#### WORK ORDER
Answer these questions using the review text below:
1. Whose aesthetic direction pairs a BDSM riff on Nostromo for the Harkonnens with Kaiser Wilhelm meets Flash Gordon for the Padishah Emperor?
2. Which character is praised for brilliant (if melodramatic) villainy?
3. Who wrote Iron Kingdom: The Rise and Downfall of Prussia 1600-1947, and which earlier book by that author did the writer love?

In terms of inspiration this is hearty stuff: David Lynch's aesthetic direction manages to combine a BDSM riff on Nostromo for the Harkonnens with Kaiser Wilhelm meets Flash Gordon for the Padishah Emperor. Its all so rich in implied meanings and bizarre power relationships and a kitchen-sink approach that it is valuable brain-food for any setting. I think the central take-home is that despite the innate silliness of sandworms and spice and space-travel the narrative is po-faced with the power-relationships and character dynamics that stem from it. Be thus in your RPG settings. 

There's also some brilliant (if melodramatic) villainy in the character of Baron Harkonnen. He combines a repulsive, vengeful, grasping body horror with sexual perversion and body horror. If your RPG villains are anything like the Baron, your players will know to hate them. 


Iron Kingdom: The Rise and Downfall of Prussia 1600-1947 by Christopher Clark. 
This is not an easy read. The tangled history of the Prussian Reich has no room for coffee table books, and almost everyone is called Frederick or William or occasionally, for novelty, Frederick-William.  It tells the story in rough chronological order of Prussia from a backwater Kingdom on the periphery of Europe to the villainy of the Nazi empire. Having loved Christopher Clark's Sleepwalkers, I'm glad he's maintained the humanising microscopic interludes to the vast and soaring epic that is a historical narrative. The cast - which includes luminaries like Frederick the Great and Bismarck alongside some fascinating twenty-page digressions on the politics of grumpy Calvinists at the University of Heidelberg - is rich in human drama interposed with the innate stiffness of the average Prussian.

#### RECORD SET
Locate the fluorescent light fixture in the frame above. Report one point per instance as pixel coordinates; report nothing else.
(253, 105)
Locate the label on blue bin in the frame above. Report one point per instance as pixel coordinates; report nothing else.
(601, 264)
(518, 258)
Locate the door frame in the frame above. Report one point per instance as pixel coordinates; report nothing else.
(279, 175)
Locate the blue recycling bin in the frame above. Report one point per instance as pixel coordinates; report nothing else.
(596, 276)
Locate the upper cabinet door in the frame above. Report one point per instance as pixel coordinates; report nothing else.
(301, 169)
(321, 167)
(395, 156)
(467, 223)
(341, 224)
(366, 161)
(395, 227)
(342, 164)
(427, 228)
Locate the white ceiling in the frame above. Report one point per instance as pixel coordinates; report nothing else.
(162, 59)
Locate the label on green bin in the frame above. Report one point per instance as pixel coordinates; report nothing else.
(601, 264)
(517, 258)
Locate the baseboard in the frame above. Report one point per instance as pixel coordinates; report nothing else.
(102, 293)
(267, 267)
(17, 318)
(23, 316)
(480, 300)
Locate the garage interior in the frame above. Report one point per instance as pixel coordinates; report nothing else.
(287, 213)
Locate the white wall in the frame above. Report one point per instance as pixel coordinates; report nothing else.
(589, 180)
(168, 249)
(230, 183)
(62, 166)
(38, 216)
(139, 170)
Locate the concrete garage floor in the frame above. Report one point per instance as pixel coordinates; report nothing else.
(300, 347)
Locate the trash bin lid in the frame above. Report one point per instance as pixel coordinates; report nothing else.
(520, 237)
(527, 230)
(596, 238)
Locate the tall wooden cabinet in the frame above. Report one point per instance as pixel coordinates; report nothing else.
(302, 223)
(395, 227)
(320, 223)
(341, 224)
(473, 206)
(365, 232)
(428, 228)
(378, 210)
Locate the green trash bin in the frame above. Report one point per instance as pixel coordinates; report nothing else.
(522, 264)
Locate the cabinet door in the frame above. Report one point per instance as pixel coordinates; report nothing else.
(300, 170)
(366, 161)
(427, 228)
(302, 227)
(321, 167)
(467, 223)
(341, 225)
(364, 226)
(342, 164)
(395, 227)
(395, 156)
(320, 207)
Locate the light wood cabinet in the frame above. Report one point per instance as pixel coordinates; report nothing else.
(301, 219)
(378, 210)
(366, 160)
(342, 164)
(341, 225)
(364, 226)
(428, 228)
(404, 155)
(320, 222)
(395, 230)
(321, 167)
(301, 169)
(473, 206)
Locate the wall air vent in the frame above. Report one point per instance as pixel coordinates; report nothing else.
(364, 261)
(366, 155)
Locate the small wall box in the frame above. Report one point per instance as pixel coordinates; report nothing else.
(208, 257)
* * *
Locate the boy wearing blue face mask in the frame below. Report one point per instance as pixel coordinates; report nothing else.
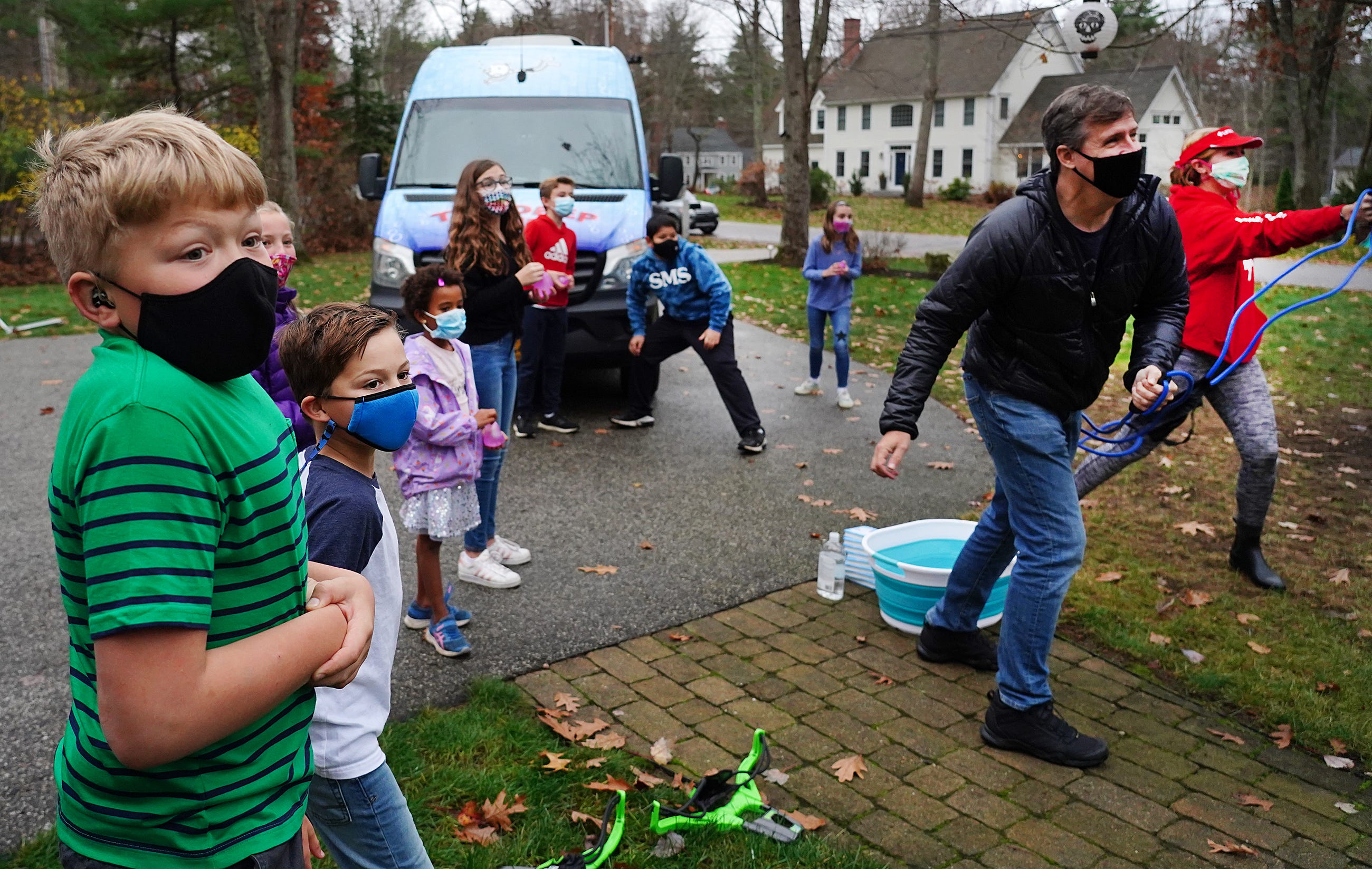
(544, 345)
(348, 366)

#### WRITTEN SOLUTION
1. David Lynch's.
2. Baron Harkonnen.
3. Christopher Clark wrote it, and the writer loved his Sleepwalkers.